**What you will do:**
1) Rewrite the blog post starting with "Never heard back" and going on through "in my case.", putting "lawyer" in place of "rabbi".
2) Keep writing the blog post about the faculty dispute, picking up after its last sentence.

── Selected passage

Friday, December 08, 2006

At least Dr. R's on my side

Never heard back yesterday from my rabbi. This morning I spoke with him briefly, and he'll call back later. I hope the university administration takes an interest in my case.

I did finally call Dr. R, as former professors and family members have urged me to do. I thought I was handling the crisis as best I could -- and turns out, he does too. I'm seeing him in a week and a half, and he thinks I'm doing as well as can be expected. He also believes that if the faculty hadn't been given my blog, they would have found another pretext to nail me to the wall.

I expressed this to a former professor of mine from my master's program, who attended my school and whom I've been keeping in the loop. She wrote me recently:

This is obviously a very serious situation with some potentially far-reaching effects. Dr. Dragon's letter indicates that another meeting between you and the faculty was scheduled for earlier today, so the crucial decisions may already have been made; but at the risk of sounding repetitive I urge you to discuss everything in detail with your therapist, even if extra sessions are required. You didn't explicitly ask for my opinion, but I assume that sending me the letters was, at least, an implicit invitation to give it. In any case, I'm truly sorry about this turn of events.

────
── Data excerpts

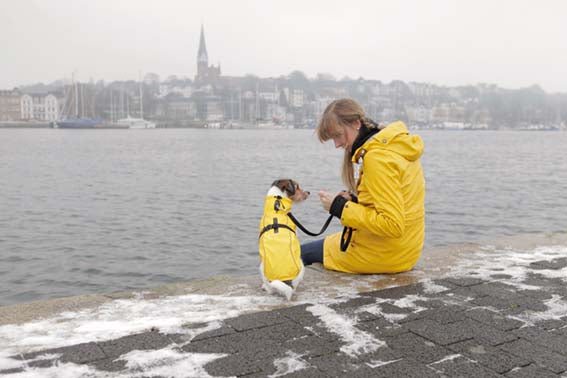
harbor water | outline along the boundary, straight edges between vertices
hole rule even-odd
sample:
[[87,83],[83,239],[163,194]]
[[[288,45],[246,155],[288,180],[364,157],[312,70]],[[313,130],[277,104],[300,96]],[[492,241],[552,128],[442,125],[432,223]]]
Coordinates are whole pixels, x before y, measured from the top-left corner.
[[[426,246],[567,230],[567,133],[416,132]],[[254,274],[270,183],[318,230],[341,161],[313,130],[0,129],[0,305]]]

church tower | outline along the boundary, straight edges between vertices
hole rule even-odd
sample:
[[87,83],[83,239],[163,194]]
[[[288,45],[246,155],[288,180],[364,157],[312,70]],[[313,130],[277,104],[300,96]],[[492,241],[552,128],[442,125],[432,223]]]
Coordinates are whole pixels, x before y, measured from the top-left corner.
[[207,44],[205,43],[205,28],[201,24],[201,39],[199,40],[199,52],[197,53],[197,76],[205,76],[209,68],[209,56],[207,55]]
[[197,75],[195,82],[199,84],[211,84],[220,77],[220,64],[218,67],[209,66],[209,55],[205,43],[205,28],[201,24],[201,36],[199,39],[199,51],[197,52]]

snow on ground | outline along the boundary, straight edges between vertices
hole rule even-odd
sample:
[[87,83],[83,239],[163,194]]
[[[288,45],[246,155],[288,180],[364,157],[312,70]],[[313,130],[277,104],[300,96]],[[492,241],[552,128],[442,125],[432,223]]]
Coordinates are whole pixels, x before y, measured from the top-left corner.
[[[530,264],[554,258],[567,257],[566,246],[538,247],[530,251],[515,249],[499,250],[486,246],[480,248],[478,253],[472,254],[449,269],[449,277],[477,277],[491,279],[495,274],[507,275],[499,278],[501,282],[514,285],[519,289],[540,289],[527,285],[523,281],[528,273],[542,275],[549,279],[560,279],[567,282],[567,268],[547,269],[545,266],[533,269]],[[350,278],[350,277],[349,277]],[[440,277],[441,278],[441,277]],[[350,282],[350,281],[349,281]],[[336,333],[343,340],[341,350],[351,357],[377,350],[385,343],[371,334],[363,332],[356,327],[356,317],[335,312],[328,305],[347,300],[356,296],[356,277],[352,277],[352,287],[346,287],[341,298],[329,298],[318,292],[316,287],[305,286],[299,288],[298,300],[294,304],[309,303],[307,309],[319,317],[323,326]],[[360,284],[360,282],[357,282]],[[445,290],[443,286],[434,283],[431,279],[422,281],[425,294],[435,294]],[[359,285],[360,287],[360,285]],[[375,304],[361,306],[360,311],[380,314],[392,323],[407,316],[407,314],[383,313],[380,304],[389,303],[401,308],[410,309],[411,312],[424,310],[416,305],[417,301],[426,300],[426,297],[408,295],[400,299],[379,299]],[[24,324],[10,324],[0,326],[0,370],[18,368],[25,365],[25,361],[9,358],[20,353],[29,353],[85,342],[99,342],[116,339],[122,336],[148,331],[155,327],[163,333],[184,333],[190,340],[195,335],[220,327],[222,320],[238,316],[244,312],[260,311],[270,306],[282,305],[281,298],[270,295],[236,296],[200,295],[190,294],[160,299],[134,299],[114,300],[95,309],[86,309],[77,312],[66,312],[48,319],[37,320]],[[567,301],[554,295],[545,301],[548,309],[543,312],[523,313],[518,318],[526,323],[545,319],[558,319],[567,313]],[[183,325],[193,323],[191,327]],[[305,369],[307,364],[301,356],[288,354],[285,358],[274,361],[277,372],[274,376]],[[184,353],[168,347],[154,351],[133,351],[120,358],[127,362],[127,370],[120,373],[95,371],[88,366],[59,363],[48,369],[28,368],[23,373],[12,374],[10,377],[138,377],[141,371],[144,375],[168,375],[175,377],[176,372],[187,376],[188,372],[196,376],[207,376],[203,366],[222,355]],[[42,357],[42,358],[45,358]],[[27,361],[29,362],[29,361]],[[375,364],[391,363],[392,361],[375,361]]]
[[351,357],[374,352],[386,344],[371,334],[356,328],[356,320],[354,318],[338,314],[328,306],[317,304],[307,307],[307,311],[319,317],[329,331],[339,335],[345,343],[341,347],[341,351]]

────
── Data excerpts

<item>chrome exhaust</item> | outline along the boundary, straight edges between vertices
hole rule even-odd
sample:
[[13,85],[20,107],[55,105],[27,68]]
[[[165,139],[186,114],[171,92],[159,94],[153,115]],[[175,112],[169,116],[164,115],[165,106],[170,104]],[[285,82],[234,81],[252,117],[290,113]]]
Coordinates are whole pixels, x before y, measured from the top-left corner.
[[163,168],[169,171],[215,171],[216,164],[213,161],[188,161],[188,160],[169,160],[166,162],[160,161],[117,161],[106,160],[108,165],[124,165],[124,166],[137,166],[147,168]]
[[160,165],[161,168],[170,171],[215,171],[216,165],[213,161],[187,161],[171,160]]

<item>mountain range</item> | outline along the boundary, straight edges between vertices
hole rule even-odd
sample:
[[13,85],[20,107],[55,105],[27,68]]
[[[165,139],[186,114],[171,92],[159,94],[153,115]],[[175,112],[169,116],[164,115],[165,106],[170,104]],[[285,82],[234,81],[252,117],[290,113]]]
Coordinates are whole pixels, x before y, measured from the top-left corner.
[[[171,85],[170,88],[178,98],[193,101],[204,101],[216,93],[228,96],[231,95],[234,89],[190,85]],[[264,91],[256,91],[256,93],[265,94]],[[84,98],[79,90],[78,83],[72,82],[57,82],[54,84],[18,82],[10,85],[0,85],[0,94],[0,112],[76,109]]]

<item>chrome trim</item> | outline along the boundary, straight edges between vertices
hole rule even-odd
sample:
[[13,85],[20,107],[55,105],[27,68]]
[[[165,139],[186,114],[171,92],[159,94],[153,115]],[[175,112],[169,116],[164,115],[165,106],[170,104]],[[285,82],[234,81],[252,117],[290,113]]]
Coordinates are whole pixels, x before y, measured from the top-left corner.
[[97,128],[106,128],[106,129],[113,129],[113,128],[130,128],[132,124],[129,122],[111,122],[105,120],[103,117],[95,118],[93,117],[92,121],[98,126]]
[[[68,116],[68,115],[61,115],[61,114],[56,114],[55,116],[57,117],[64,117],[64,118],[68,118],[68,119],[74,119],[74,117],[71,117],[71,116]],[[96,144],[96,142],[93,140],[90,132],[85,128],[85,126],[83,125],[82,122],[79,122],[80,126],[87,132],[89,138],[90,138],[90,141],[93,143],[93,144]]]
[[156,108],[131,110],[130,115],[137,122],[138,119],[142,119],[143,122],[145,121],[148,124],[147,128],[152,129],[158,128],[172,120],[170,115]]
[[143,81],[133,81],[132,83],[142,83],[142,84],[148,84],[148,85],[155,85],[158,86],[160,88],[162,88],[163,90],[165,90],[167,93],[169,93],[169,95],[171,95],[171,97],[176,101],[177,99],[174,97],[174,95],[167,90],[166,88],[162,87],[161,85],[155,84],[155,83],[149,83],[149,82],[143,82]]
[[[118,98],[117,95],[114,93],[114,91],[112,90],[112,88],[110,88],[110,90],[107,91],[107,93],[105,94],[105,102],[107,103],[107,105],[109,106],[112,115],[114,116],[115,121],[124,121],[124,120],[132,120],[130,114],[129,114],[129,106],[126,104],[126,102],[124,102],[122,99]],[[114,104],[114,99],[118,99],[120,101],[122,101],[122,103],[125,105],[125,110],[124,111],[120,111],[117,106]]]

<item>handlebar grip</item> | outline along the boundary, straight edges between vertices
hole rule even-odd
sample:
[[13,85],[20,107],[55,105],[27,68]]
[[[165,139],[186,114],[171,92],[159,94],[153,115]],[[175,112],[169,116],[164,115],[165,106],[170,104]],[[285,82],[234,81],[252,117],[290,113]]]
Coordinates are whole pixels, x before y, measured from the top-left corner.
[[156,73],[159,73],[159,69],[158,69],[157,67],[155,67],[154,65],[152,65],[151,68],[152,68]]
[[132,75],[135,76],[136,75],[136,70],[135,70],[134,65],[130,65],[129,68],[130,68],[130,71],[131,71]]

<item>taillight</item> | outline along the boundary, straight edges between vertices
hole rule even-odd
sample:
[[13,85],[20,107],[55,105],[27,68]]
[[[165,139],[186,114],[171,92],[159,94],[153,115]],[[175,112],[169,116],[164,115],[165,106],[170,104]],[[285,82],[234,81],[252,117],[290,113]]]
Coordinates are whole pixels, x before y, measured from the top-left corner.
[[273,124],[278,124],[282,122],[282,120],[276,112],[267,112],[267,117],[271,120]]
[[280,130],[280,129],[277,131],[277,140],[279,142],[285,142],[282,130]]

────

**Task-by-task answers:**
1)
Never heard back yesterday from my lawyer. This morning I spoke with him briefly, and he'll call back later. I hope the university administration takes an interest in my case.

2)
I wrote back:

Actually, I've spoken with my psychiatrist. He thinks I'm handling this crisis as well as can be expected; he knew that the faculty has been after me almost since the beginning (in Dr. Jerk's case, since the beginning), and that I'm coping as best as I can.

I'm sorry if you're disappointed in me for breaking the rules Dr. Jerk set. I do not believe my actions make me an unethical or unprofessional person. In my view, he and the rest of the faculty are as egregiously unprofessional, if not more so. I never had any trouble like this as an undergraduate or master's student, even with professors who didn't like me. The abuse and harassment I have received at this program obviously compromised my judgment; an article Dr. Jerk gave us to read about stress and coping noted research that showed people making bad, impulsive judgments when under severe stress. Perhaps that's what happened to me; as a person with bipolar disorder, I have to work 15 times as hard as a normal person not to crumble under stress.

Nevertheless, I still believe that I have a contribution to make to this field, as a clinician. I am re-applying to several schools. I'll re-take the GRE. And I'll keep re-applying until I get in somewhere.

Unfortunately I forgot to tell her I didn't attend that meeting because I hadn't yet lined up someone to represent me, which was probably more important for her to know than my little show of courage and bravado; I had to send her a P.S.

I also wrote to Dr. CT, my cognitive therapy prof. If she's going to write me references, she needs to submit one of the forms by next Wednesday; if not, I have to find someone else.
Copyright (c) 2006 "Ayelet Survivor"

1 comment:

  1. I think you have been handling this as well as could be expected!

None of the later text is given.